Notas sobre jornais em papel, fim do jornalismo e redes sociais

A afirmação de Paulo Querido parece-me uma profecia que tem tudo para ser verdade:

O lugar dos jornais de papel é no museu.

No entanto essa verdade pode (podia) ser contestada.  Convencemo-nos que os jovens são nativos digitais e que o papel já não fazia sentido. O que acontece? Isso mesmo. Mas poderia não ser assim.

De facto, a tecnologia pode ser benéfica. Mas não sempre. Logo nas primeiras páginas do seu livro A Fábrica de Cretinos Digitais, de Michel Desmurget demonstra que a ideia de nativos digitais (criativos, multitarefa, dinâmico, impaciente, amante da experimentação, etc.) é um mito. Pois bem, em Portugal acreditamos nesse mito como se fosse verdade. Pois bem, será verdade. Em Portugal tem-se levado essas ideias ao limite, fazendo-se inclusive exames nacionais num computador.

O certo é que num mundo cheio de sítios web, APPs e redes sociais qualquer jovem se sente entediado perante um jornal em papel. Quantos jovens comprarão jornais em papel hoje? Muito poucos. E no futuro? Nenhum.

Pergunto-me se essa profecia – o lugar do papel é no museu – não terá nascido apenas por razões económicas, não tendo nada a ver com o progresso da tecnologia.

Pergunto-me se quem está a ler o jornal de papel tem menos hipóteses de ter grande dose de dopamina. Um vídeo curto de uma rede social ou um videojogo têm mais dopamina, logo qualquer jovem o considera melhor que um jornal em papel. Os jornais em papel parecem de facto mais parados e desinteressantes. Ora as empresas de media trabalham para esses jovens viciados em prazer, não vendo vantagem económica em investir em papel.

No entanto essas redes sociais aumentam a distância entre as pessoas. Mesmo entre os adultos, quanto mais entre jovens.

Por outro lado, continuam a existir jornais escolares. E alguns (ninguém diria!) são em papel. Provavelmente já não compensa economicamente imprimir tantos jornais em papel hoje. Mas não é um pouco cedo (ainda) para declarar a morte dos jornais em papel?

O vazio, em termos de jornalismo, que era ocupado pelos grandes grupos de comunicação social, vem sendo ocupado cada vez mais projectos de pequena e média dimensão. A maioria, se não todos, só existe na internet.

Por que razão muitos países da Europa, os EUA, o Japão continua a ter jornais em papel que vendem aos milhares, alguns aos largos milhares? Razões ligadas à literacia, nuns países, e à cidadania noutros. Há também geografias onde não se verificou a sucessão de danos auto-infligidos, como decorreu em Portugal.

Que danos auto-infligidos foram esses? Vivemos numa economia de dividendos, portanto para onde vão os lucros de um jornal? Sobretudo para dois lugares: os gestores e os accionistas (se os houver). Todos os outros ficam com as migalhas que sobram.

Material fornecido:
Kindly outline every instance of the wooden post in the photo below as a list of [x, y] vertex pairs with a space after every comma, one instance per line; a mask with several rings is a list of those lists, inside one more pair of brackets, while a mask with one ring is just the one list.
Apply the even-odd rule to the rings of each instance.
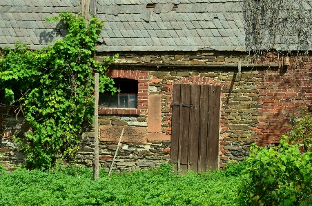
[[81, 17], [84, 17], [87, 25], [88, 25], [90, 22], [90, 0], [81, 1]]
[[95, 164], [93, 179], [99, 178], [99, 73], [95, 73]]
[[92, 17], [97, 17], [97, 0], [90, 0], [90, 16]]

Enunciado da tarefa 1: Devolve o trecho do texto sobre jornais em papel entre "Pergunto-me se essa" e "mais entre jovens.", inclusive.
Enunciado da tarefa 2: Enumera, sem repetições, todos os nomes de lugares geográficos que o texto sobre jornais em papel menciona.
Enunciado da tarefa 3: Continua o texto sobre jornais em papel a partir do ponto em que termina.
Os itens provêm de uma fonte diferente da do texto sobre jornais em papel.

Resposta escrita 1:
Pergunto-me se essa profecia – o lugar do papel é no museu – não terá nascido apenas por razões económicas, não tendo nada a ver com o progresso da tecnologia.

Pergunto-me se quem está a ler o jornal de papel tem menos hipóteses de ter grande dose de dopamina. Um vídeo curto de uma rede social ou um videojogo têm mais dopamina, logo qualquer jovem o considera melhor que um jornal em papel. Os jornais em papel parecem de facto mais parados e desinteressantes. Ora as empresas de media trabalham para esses jovens viciados em prazer, não vendo vantagem económica em investir em papel.

No entanto essas redes sociais aumentam a distância entre as pessoas. Mesmo entre os adultos, quanto mais entre jovens.

Resposta escrita 2: Portugal, Europa, EUA, Japão

Resposta escrita 3:
No caso da Global Media não têm faltado gestores que andaram a sugar recursos até ao tutano e jornalistas que aceitaram tudo para que mantivessem o seu lugarzinho. Muitos directores e ex-directores passam mais tempo nas televisões como comentadores que nas redações.

O Jornal de Notícias e O Jogo têm grande volume de vendas e dão lucro. A TSF, se não a esvaziarem de mão de obra e deixar de ter uma programação chiclete (repete e repete e repete) também daria dinheiro. Mas aparentemente o fundo que gere actualmente a Global Media não está interessado nem em ter notícias nem em fazer dinheiro com elas.

Porque vivemos numa economia de dividendos o que se passa na Global Media – e noutros grupos de comunicação social – são administradores acabados de chegar a fazer uma “limpeza” de pessoas para redução de custos. Começam sempre dispensar os trabalhadores com salários mais altos, mas nunca tocando na regalias das chefias e direções. Resultado: um inevitável decréscimo de qualidade, desmotivação dos “sobreviventes” e ausência de figuras de referência dentro da redação. Passa-se a dar notícias em modo low-cost. Cada vez mais se depende de comunicados de imprensa e se fala menos com pessoas. Claro que isso diminui a qualidade do jornalismo.

Para além da questão dos dividendos (referido atrás) há que referir que os media trazem poder aos seus donos. É essa, aliás, um dos principais porque os jornais portugueses estão hoje como estão. A ideia destes grupos económicos é usarem os media para propagarem a sua agenda ideológica, remetendo para o desemprego (ou para o anonimato) quem pensa diferente.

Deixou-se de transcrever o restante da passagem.